§ **Exercise objective**:
Counting from the line that holds "If you could mark the gable", return each line exactly, through and including the last line of the entries.

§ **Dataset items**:
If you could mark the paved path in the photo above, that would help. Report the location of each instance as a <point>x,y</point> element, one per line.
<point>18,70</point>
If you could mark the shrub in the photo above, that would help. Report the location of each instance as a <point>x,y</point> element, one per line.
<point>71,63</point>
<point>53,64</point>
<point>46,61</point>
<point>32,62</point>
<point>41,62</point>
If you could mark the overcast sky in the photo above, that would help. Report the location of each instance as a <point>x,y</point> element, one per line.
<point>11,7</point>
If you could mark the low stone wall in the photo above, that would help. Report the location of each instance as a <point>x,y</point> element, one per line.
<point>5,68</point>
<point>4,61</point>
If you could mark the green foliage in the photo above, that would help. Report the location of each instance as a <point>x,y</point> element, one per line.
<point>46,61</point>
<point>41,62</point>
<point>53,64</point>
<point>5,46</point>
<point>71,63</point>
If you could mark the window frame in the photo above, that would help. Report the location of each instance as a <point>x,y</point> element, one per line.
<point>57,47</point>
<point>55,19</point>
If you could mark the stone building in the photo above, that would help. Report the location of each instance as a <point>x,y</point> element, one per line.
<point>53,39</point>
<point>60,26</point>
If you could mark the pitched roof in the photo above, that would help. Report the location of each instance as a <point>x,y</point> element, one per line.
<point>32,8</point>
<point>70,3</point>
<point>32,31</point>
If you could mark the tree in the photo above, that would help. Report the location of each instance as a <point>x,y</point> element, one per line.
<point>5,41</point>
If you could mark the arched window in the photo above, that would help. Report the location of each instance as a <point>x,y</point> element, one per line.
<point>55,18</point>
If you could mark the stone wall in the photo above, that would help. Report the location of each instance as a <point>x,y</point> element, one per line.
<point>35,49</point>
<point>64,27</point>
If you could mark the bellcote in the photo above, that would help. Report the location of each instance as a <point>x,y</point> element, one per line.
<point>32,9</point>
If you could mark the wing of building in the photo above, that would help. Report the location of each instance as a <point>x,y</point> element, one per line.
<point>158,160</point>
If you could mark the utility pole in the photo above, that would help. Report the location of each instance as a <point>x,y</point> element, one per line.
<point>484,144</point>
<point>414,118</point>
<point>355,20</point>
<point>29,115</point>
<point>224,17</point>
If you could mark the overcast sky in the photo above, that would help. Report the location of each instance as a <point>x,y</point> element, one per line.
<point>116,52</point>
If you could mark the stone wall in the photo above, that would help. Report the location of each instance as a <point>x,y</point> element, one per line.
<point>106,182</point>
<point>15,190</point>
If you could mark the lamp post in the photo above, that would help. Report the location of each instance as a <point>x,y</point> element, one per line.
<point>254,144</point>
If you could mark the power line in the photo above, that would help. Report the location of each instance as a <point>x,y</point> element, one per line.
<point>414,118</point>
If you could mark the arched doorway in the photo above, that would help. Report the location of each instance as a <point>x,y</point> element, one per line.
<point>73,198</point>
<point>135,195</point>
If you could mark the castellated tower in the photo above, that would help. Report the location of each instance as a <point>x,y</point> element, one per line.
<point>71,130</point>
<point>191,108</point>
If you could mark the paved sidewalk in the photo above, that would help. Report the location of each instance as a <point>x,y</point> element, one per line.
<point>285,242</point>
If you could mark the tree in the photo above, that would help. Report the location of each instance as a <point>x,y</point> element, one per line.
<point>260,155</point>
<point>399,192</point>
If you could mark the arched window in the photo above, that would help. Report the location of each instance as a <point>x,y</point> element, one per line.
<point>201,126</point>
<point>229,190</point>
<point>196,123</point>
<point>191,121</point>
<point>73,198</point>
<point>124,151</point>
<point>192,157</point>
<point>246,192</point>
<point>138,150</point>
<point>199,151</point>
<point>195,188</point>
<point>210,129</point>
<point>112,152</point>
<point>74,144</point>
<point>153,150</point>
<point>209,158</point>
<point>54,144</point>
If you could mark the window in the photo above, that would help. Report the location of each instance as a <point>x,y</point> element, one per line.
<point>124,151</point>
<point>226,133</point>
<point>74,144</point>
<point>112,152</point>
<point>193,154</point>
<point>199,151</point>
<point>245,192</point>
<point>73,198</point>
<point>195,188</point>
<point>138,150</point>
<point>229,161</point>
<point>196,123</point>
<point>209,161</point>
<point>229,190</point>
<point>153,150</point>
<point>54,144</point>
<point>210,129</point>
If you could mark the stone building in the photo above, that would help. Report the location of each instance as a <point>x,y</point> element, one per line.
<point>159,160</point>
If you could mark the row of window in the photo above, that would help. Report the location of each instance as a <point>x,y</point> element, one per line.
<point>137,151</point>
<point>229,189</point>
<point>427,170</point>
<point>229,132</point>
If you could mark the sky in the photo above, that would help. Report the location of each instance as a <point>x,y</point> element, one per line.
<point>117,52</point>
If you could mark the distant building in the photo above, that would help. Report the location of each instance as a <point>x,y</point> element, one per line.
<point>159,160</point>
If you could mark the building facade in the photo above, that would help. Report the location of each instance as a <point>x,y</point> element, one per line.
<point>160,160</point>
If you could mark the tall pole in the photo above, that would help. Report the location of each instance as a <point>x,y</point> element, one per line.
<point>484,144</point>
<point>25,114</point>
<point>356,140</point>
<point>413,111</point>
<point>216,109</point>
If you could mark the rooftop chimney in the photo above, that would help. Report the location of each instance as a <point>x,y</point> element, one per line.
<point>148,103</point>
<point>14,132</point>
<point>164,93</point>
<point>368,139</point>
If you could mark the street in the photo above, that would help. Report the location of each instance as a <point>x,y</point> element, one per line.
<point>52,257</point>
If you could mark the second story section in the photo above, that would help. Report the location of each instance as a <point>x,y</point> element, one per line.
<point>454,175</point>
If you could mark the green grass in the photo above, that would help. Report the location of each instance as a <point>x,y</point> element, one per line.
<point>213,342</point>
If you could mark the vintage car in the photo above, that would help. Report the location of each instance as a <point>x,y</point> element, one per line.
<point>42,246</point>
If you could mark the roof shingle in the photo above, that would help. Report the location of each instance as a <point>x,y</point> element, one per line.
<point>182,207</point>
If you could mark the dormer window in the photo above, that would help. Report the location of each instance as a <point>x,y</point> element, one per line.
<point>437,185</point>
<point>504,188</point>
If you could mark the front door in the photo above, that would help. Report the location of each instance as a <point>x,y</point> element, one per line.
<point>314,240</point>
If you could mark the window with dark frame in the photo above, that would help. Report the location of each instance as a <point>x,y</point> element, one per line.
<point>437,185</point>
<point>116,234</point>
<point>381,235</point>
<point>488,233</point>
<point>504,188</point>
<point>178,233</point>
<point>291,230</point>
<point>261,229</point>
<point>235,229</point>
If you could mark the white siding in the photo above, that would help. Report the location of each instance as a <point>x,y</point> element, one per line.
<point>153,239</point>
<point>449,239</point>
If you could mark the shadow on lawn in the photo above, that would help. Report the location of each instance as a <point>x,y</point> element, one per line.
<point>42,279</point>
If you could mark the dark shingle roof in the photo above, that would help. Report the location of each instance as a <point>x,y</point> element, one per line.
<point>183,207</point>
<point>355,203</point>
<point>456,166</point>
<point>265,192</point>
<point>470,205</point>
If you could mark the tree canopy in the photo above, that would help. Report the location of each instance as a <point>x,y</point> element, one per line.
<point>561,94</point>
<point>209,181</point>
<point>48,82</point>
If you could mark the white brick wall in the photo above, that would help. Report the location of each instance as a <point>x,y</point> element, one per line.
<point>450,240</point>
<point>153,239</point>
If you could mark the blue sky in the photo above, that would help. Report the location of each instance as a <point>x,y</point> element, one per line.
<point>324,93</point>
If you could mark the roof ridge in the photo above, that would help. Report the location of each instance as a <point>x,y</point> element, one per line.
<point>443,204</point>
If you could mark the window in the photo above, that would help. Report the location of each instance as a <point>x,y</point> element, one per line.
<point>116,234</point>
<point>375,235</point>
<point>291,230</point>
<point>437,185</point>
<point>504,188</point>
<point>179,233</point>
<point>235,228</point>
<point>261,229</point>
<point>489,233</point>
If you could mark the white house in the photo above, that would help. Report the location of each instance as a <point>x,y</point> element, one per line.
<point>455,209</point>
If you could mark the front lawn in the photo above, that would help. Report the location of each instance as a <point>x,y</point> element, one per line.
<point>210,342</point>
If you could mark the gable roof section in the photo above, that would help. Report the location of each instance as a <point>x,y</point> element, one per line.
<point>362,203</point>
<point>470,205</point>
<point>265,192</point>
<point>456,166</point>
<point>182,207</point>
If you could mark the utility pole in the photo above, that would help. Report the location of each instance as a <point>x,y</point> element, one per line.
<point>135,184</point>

§ **Solution to this task**:
If you could mark the gable roof section in the photo above, that would help. Report the location of each instance as a <point>x,y</point> element, one per line.
<point>362,203</point>
<point>470,205</point>
<point>265,192</point>
<point>456,166</point>
<point>182,207</point>
If you could mark the utility pole in the photo above, that would help. Report the location of each instance as a <point>x,y</point> element, one per line.
<point>135,184</point>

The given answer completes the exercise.